## Study material

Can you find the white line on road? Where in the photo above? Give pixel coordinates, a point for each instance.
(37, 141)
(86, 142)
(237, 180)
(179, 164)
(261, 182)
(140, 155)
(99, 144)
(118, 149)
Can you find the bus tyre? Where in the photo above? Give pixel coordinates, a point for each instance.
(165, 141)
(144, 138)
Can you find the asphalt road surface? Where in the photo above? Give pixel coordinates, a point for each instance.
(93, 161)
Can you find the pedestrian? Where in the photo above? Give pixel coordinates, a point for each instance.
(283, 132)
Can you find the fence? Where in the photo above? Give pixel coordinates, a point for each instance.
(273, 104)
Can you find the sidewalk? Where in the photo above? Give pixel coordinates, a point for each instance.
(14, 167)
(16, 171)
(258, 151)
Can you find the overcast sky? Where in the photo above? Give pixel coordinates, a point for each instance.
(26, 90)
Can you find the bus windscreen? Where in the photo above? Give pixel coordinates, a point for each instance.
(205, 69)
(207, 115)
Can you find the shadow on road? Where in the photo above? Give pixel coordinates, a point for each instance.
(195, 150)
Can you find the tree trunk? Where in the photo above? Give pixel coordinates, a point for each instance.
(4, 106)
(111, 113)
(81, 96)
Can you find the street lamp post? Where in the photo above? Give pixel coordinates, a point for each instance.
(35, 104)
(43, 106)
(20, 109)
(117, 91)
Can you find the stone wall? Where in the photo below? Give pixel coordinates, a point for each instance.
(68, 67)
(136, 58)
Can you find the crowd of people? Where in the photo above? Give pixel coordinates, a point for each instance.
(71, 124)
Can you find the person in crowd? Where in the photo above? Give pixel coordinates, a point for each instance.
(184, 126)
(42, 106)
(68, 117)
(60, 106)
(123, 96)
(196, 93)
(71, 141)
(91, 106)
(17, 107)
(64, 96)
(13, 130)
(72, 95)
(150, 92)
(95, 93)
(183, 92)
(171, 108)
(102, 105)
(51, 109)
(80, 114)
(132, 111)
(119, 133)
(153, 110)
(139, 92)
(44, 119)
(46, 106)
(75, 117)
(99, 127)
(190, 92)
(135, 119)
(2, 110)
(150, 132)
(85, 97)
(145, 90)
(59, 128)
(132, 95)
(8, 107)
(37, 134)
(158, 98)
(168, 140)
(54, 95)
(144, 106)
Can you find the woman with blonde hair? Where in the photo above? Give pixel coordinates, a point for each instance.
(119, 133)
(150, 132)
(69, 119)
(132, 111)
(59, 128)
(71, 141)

## Problem to work on
Return only and exactly the lines from the one that contains "Can you find the pedestrian?" through the final line of the material above.

## Worked solution
Can you find the pedestrian? Where in the photo above? Give pixel coordinates, a point for each instance.
(283, 132)
Can you find the fence? Where in the photo above? Give pixel coordinates, a point for each instance.
(273, 104)
Can you find the sidewalk? Where in the photo above? Give pixel coordinates, a point for each instance.
(14, 167)
(16, 171)
(258, 151)
Can you find the overcast sky? Where in the photo above? Give pixel coordinates, a point for each instance.
(26, 90)
Can you find the bus windscreen? Where in the photo above? Give pixel coordinates, a point for each instance.
(205, 69)
(207, 115)
Can you find the shadow on road? Where in the photo above? Give pixel coordinates, a point for each instance.
(195, 150)
Can you find the tree trunk? Where in the photo above? Give pixel coordinates, a point for each instance.
(4, 106)
(111, 113)
(81, 96)
Can you find the street lamp post? Where in the photo above? Give pixel coordinates, a point for each instance.
(35, 104)
(43, 106)
(20, 109)
(117, 91)
Can you find the stone wall? Where in the photo below? Give pixel coordinates, a point for each instance.
(68, 67)
(136, 58)
Can you find the crowd of people? Where in the photo above? Give pixel coordinates, a point for each instance.
(71, 124)
Can you find the person in crowd? Where in the photo above? Give pixel coordinates, a point for each instance.
(184, 126)
(42, 106)
(68, 117)
(60, 106)
(123, 96)
(196, 93)
(71, 141)
(91, 106)
(17, 107)
(64, 96)
(13, 130)
(72, 95)
(150, 92)
(95, 93)
(183, 92)
(171, 108)
(102, 105)
(51, 109)
(80, 114)
(132, 111)
(119, 133)
(153, 110)
(139, 92)
(44, 119)
(46, 106)
(75, 117)
(99, 127)
(190, 92)
(135, 119)
(2, 110)
(150, 132)
(85, 97)
(145, 90)
(59, 128)
(132, 95)
(8, 107)
(37, 134)
(158, 98)
(168, 140)
(54, 95)
(144, 106)
Can you find the woman with blonde hair? Where in the photo above? Give pixel coordinates, a point for each instance.
(119, 133)
(150, 132)
(69, 119)
(132, 111)
(59, 128)
(71, 141)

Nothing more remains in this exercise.